-- Exercise brief --
Only the lines from the one containing "like (674, 514)." through the end of the entries should be repeated, exactly as they appear, first and last included.
══ Exercise data ══
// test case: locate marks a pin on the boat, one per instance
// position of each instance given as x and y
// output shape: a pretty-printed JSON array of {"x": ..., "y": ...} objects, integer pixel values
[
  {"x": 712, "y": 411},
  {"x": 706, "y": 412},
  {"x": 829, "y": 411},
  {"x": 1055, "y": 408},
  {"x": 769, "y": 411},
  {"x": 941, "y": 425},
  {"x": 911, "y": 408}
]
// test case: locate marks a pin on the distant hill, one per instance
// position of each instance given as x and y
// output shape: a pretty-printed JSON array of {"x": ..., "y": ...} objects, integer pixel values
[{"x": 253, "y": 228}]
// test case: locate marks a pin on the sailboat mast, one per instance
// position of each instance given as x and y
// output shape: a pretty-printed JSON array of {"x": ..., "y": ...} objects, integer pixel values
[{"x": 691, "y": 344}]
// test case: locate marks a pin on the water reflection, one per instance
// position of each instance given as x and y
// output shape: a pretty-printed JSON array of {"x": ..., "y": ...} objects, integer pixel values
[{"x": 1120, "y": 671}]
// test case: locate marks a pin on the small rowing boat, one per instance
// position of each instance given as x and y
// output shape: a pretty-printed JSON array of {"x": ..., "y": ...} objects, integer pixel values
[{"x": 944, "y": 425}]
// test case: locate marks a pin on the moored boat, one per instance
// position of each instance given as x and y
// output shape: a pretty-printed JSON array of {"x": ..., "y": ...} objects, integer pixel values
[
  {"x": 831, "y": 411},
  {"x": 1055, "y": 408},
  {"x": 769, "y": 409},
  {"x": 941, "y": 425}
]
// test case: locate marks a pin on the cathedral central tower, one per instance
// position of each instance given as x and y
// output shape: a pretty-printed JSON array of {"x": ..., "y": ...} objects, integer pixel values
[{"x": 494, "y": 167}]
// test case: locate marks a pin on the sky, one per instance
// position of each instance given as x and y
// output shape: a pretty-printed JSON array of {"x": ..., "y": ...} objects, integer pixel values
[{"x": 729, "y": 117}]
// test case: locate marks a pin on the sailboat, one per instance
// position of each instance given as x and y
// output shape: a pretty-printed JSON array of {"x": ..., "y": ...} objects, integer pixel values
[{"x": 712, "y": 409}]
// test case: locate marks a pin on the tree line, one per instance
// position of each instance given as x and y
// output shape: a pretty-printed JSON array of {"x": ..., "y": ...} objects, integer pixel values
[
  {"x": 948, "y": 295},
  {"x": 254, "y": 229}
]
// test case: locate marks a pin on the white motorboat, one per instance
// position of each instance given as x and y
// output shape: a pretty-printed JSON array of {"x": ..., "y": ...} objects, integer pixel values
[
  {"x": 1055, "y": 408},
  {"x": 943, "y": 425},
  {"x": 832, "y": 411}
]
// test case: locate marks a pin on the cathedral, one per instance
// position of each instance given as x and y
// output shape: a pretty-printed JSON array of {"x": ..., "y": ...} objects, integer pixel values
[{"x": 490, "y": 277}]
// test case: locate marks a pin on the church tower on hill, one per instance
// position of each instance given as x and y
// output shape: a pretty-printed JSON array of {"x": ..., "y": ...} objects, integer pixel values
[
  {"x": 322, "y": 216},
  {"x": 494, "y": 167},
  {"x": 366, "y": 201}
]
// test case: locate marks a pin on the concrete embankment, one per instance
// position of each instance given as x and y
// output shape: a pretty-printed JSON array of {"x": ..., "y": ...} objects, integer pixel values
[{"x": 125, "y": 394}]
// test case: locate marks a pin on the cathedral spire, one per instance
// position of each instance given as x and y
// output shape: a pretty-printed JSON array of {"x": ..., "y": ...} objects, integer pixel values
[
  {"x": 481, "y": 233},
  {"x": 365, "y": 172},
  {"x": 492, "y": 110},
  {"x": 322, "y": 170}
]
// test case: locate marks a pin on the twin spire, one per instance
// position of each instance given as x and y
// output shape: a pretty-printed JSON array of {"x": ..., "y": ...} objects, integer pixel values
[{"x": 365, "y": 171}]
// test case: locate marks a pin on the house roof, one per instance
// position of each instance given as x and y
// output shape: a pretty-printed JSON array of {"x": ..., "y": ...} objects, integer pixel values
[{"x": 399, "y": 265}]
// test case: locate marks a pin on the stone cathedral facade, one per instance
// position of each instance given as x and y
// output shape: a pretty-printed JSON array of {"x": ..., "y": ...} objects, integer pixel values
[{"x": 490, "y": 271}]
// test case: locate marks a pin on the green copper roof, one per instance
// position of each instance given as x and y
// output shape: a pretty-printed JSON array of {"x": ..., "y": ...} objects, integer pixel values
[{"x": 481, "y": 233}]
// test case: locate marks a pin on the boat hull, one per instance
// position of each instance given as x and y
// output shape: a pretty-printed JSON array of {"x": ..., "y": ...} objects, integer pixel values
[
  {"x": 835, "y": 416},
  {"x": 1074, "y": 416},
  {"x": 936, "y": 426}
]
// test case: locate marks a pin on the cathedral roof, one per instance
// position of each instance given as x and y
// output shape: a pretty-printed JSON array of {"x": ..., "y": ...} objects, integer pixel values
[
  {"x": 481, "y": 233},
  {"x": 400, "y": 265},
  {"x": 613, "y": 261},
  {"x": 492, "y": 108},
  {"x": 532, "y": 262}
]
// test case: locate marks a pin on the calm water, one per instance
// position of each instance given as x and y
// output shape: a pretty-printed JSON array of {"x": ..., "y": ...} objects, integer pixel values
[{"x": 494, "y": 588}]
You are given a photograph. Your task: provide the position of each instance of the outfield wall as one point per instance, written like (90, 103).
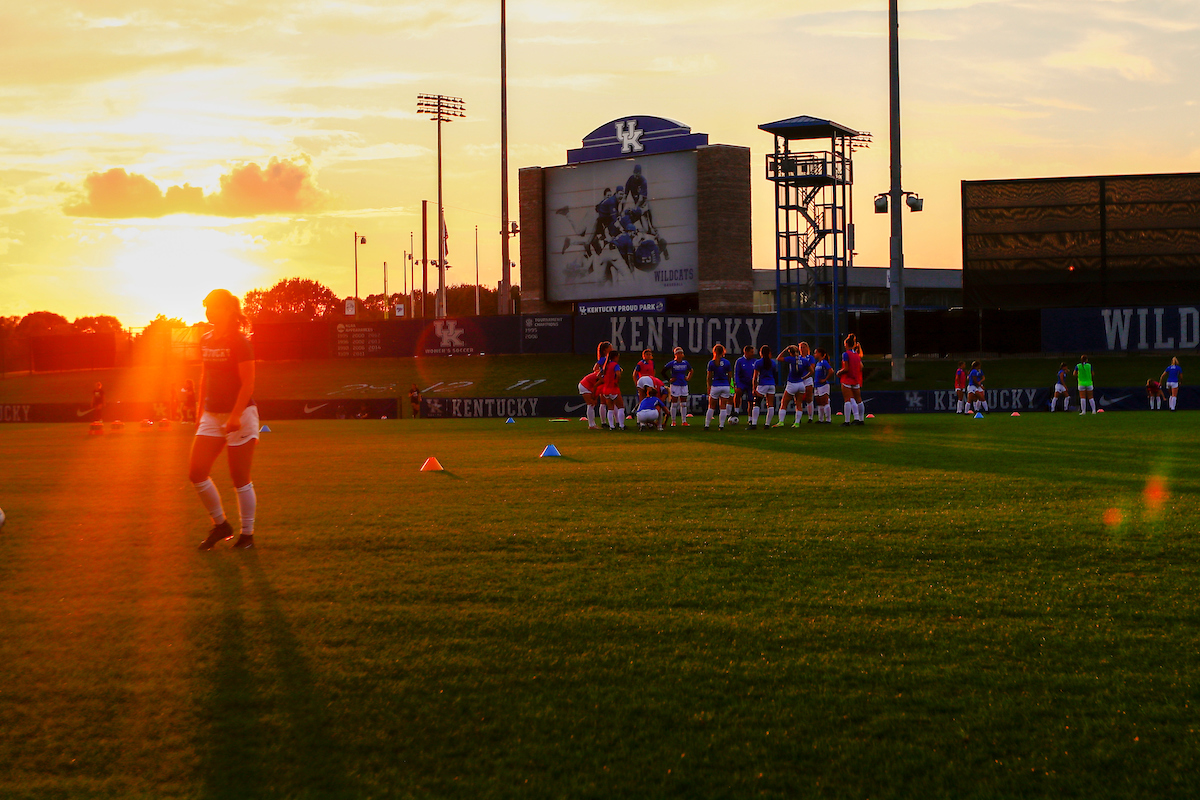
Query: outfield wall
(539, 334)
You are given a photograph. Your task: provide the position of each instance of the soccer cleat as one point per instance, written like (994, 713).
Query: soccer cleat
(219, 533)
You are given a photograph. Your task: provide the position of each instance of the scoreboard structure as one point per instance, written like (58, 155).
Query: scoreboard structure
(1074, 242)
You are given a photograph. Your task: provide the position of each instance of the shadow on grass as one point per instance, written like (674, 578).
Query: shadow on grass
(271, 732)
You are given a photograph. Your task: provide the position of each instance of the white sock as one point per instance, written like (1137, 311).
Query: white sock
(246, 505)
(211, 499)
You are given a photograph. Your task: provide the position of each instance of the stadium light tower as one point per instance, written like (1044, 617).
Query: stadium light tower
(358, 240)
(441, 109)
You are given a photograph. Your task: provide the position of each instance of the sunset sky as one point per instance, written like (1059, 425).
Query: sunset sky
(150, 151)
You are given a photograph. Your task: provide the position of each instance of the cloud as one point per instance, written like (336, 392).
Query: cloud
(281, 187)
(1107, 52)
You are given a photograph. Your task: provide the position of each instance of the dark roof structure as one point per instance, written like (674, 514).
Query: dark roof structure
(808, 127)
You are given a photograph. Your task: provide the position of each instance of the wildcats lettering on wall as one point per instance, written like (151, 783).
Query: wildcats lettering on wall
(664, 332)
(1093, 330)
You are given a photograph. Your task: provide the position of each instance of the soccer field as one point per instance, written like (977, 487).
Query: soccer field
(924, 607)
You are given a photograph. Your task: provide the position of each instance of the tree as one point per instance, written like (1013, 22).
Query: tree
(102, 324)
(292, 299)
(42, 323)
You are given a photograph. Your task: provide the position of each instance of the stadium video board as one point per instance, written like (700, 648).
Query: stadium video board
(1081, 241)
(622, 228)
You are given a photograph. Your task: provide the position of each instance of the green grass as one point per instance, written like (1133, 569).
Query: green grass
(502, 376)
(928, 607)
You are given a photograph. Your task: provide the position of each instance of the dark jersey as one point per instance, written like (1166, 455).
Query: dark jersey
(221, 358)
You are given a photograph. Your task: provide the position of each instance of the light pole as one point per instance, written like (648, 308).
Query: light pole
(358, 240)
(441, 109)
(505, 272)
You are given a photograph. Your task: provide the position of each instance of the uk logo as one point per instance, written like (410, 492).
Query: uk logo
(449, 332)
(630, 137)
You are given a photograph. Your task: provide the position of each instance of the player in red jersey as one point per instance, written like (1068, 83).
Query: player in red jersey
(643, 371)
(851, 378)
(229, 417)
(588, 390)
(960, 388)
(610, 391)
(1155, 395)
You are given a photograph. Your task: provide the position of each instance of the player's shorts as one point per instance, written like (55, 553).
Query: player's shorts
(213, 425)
═══
-- Finished task --
You are given a photograph. Your task: provide the position of each instance of the dark roof structure as one point per instance, written like (674, 514).
Query: dark roof structure
(808, 127)
You are given a photograph. Your task: provide the position of each instance of the wildcats lettering on wall as one point per instance, written like (151, 783).
Query: wildcats lettering on wall
(664, 332)
(1093, 330)
You are given a photograph. Your task: provide the position of each instance of the soccer field as one point per instance, written like (977, 487).
Query: soccer field
(924, 607)
You are given a photograph. Your task: provide the position of each instance of the tree as one point per instance, written like (1013, 22).
Query: tree
(102, 324)
(292, 299)
(42, 323)
You are given a photograph. Your task: provide the position of each instance of the stadium video board as one point per instance, written like (700, 648).
Query: stadium video board
(1081, 241)
(622, 228)
You are given a photograph. Your task: provide the position of each instance of the green grass as one point per instance, written like (1133, 569).
Query: green grass
(502, 376)
(928, 607)
You are given a photograph. Your task: provide the position of each instance of the dark jersey as one point per instance, written like (1166, 455).
Query: dark jersey
(221, 358)
You are given a photograph. Your task: provide the position of each instance of the light pole as one point per instance, written like (648, 308).
Query: light pole
(358, 240)
(441, 109)
(505, 272)
You are given a photograph. Your task: provide the position of each instance of the uk logo as one point per instance, written like (410, 492).
Query: uk logo
(449, 332)
(630, 137)
You are given a photograph. Your task: provide the position of each instance of the player in red jersey as one point per instance, written like (1068, 83).
Query: player in red jersey
(643, 371)
(851, 378)
(229, 417)
(588, 390)
(960, 388)
(610, 391)
(1155, 395)
You are given a photograph. Your task: provide the position of each instance of the player's shorts as one point per instance, written like (55, 553).
Query: player's shorts
(213, 425)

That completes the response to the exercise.